→ **DATA FOR THIS EXERCISE**:
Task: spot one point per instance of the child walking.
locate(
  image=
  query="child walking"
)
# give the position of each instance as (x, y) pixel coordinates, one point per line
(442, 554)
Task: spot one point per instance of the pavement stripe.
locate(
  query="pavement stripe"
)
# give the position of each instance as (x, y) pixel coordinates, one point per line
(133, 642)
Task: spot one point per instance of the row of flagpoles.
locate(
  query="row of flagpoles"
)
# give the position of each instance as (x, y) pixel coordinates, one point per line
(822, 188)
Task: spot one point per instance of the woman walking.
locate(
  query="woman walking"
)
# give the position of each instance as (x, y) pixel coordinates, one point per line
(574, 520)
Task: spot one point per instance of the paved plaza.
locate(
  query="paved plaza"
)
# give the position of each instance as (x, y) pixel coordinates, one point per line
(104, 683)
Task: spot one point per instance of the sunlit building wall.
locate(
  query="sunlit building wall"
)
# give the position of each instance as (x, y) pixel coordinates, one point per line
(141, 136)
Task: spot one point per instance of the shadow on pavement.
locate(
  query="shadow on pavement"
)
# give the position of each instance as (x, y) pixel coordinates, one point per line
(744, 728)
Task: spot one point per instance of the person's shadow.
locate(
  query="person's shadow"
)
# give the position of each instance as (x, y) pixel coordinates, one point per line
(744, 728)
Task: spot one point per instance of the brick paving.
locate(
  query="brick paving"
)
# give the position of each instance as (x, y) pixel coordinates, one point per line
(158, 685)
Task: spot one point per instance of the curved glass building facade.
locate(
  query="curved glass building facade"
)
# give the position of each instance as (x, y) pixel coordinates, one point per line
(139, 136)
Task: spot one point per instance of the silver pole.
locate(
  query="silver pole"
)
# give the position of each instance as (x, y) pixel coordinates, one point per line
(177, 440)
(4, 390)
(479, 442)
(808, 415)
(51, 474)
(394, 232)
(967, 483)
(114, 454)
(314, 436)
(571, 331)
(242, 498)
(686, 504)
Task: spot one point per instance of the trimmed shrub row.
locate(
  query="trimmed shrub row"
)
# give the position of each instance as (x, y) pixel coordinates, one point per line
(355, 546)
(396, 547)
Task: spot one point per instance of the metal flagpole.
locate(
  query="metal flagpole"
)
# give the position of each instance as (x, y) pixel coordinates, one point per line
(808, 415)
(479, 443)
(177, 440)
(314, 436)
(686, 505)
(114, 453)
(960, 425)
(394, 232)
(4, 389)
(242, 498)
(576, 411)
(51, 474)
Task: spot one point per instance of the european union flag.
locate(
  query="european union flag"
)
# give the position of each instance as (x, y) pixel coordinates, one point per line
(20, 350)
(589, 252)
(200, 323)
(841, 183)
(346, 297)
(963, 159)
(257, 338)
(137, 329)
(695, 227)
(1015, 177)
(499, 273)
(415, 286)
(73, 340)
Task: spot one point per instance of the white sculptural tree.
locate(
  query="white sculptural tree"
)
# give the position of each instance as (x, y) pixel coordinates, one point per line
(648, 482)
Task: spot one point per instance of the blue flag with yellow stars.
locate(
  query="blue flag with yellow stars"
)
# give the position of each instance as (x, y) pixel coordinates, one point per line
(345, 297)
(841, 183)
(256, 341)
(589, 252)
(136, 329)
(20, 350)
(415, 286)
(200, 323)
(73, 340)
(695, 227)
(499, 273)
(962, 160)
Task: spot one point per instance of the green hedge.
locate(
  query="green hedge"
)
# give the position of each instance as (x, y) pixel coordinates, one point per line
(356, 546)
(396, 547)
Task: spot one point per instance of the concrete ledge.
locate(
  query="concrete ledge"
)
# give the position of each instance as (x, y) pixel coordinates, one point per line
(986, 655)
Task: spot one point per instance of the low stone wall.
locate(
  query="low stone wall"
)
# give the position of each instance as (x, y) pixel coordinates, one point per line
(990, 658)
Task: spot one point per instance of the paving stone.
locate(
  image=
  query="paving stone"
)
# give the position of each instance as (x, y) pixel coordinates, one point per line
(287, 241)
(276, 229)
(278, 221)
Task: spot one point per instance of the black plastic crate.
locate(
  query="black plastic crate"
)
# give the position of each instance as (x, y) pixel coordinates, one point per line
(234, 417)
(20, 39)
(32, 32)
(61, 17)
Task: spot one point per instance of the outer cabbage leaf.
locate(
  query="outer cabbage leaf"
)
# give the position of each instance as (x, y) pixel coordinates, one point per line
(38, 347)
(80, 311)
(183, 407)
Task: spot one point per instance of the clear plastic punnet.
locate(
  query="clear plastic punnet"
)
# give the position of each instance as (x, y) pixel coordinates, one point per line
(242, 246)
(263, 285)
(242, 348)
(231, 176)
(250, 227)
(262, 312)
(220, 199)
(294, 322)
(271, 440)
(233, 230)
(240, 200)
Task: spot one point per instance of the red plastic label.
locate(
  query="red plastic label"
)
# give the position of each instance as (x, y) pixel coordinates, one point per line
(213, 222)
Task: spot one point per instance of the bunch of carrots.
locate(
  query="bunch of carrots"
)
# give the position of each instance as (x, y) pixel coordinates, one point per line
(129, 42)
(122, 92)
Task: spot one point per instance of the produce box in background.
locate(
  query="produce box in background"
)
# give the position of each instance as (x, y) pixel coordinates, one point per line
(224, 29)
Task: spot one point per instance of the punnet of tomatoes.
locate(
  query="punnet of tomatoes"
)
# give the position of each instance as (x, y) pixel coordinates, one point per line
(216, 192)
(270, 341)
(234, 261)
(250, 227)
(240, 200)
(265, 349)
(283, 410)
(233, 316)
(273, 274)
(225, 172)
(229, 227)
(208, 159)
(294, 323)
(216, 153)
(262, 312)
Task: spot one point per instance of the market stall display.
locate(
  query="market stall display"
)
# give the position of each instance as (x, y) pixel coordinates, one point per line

→ **WORK REQUIRED**:
Rewrite all of the items above, changing every "pixel coordinates" to "image coordinates". Leave everything else in them unchanged.

→ **ANSWER TO THIS PROBLEM**:
Task: spot one point per instance of the child walking.
locate(
  image=
  query="child walking"
)
# give the position of each instance as (x, y) image coordinates, one point per line
(442, 554)
Task: spot one point per instance of the pavement stripe.
locate(
  query="pavement stripe"
)
# give the position of each instance as (x, y) image coordinates, one point per line
(133, 642)
Task: spot one point per instance of the row of flagpoles.
locate(
  query="row of flagpoles"
)
# give the position of each instance as (x, y) image coordinates, one point per line
(822, 188)
Task: spot one point per instance of the woman walking.
locate(
  query="woman walking"
)
# give the position of each instance as (x, y) image coordinates, one point per line
(574, 520)
Task: spot one point per instance of the paved plaza.
locate(
  query="paved plaza"
)
# give the position of each instance as (x, y) image coordinates, one point per line
(104, 683)
Task: spot one point per instance of the sunlit building wall.
locate(
  query="sunlit building wall"
)
# give the position of each instance as (x, y) image coordinates, one point per line
(141, 136)
Task: spot one point per instance of the shadow on pavement.
locate(
  query="shadow on pavement"
)
# give the position of each instance as (x, y) image coordinates, one point per line
(744, 728)
Task: spot one point per instance of the person's shadow.
locate(
  query="person's shadow"
)
# give the position of each instance as (x, y) image coordinates, one point per line
(744, 728)
Task: spot one point per instance of the brick paving.
locate(
  query="brick paving"
)
# give the position of each instance as (x, y) image coordinates, one point per line
(158, 685)
Task: spot one point per instance of the curved glass building facade.
locate(
  query="curved glass building facade"
)
# give the position of each instance as (x, y) image coordinates, one point per line
(139, 136)
Task: spot one point per instance of the silver pole.
locate(
  query="silver pole"
)
# give the position of each instance as (x, y) image coordinates, one point per line
(177, 440)
(4, 390)
(479, 442)
(808, 415)
(51, 474)
(394, 232)
(967, 483)
(114, 454)
(314, 436)
(571, 331)
(242, 498)
(686, 504)
Task: spot one point per instance of the trimmed shrub row.
locate(
  query="trimmed shrub row"
)
# give the position of each instance as (x, y) image coordinates, one point per line
(355, 546)
(396, 547)
Task: spot one point per instance of the metal flagpole.
locate(
  query="metal flagpole"
)
# give the position of each instance as (x, y) image coordinates, one point per line
(808, 415)
(479, 443)
(177, 440)
(314, 436)
(686, 505)
(114, 453)
(960, 425)
(394, 232)
(4, 389)
(242, 498)
(576, 411)
(51, 474)
Task: spot one point per instance of the european union flag.
locate(
  query="european union flag"
)
# give the position of each instance as (x, y) image coordinates, one point per line
(20, 350)
(589, 252)
(200, 323)
(841, 183)
(346, 297)
(963, 159)
(257, 338)
(137, 329)
(695, 227)
(1015, 177)
(499, 273)
(415, 286)
(73, 340)
Task: spot one point per instance of the white sculptural tree.
locate(
  query="white sculptural tree"
)
# give the position of each instance as (x, y) image coordinates, one point per line
(648, 482)
Task: spot one point per instance of the blue flag with yellow stars.
locate(
  query="blue flag with yellow stars"
)
# give the position of each instance as (x, y) image coordinates, one point per line
(345, 297)
(841, 183)
(256, 341)
(589, 252)
(136, 329)
(20, 350)
(415, 286)
(200, 323)
(73, 340)
(695, 227)
(499, 273)
(962, 160)
Task: spot one point per instance of the green hedge.
locate(
  query="green hedge"
)
# give the position of each instance as (x, y) image coordinates, one point per line
(356, 546)
(396, 547)
Task: spot one point per instance of the concrete ledge.
locate(
  query="concrete ledge"
)
# give the position of each instance as (x, y) image coordinates, one point per line
(986, 655)
Task: spot one point per instance of the low stone wall.
locate(
  query="low stone wall"
)
# give the position of each instance as (x, y) image coordinates, one point per line
(990, 658)
Task: spot one point per instance of the paving stone.
locate(
  image=
  query="paving stone"
)
# give the position of each instance as (x, y) image coordinates, one point per line
(287, 241)
(276, 229)
(278, 221)
Task: spot one point per instance of the black plastic crate.
locate(
  query="black plastic crate"
)
# give the position of each instance as (x, y) image coordinates, one point per line
(234, 417)
(20, 39)
(32, 32)
(61, 17)
Task: spot one point per instance of the outer cabbage leaf.
locate(
  query="outer cabbage leaf"
)
# give the position of each instance as (x, y) image coordinates, one point per line
(38, 347)
(80, 311)
(183, 407)
Task: spot one point per instance of the clear plastic punnet.
locate(
  query="clear plastic punnet"
)
# give the position of each instance as (x, y) image coordinates, one point per line
(242, 246)
(263, 285)
(242, 348)
(231, 176)
(250, 227)
(262, 312)
(220, 199)
(294, 322)
(271, 440)
(233, 230)
(240, 200)
Task: spot one point per instance of the red plastic label.
locate(
  query="red plastic label"
)
# give the position of each instance as (x, y) image coordinates, one point per line
(213, 222)
Task: spot one point per instance of the bunch of carrots.
locate(
  query="bunch of carrots"
)
# give the position of each instance as (x, y) image coordinates, one point per line
(129, 42)
(122, 92)
Task: spot one point per instance of the produce box in background.
locate(
  query="produce box in background"
)
# give the position of each instance as (x, y) image coordinates, one point per line
(224, 29)
Task: spot one point per instance of the punnet of tomatoes.
locate(
  query="punnet of tomatoes"
)
# give the position of each instance as (x, y) image coordinates, one point per line
(216, 192)
(270, 341)
(234, 261)
(250, 227)
(240, 200)
(265, 349)
(283, 410)
(233, 316)
(273, 274)
(225, 172)
(229, 227)
(208, 159)
(294, 323)
(216, 153)
(262, 312)
Task: spot one point per instance of the market stall display.
locate(
  query="market stall display"
)
# give the position of each instance as (x, y) image coordinates, one point per line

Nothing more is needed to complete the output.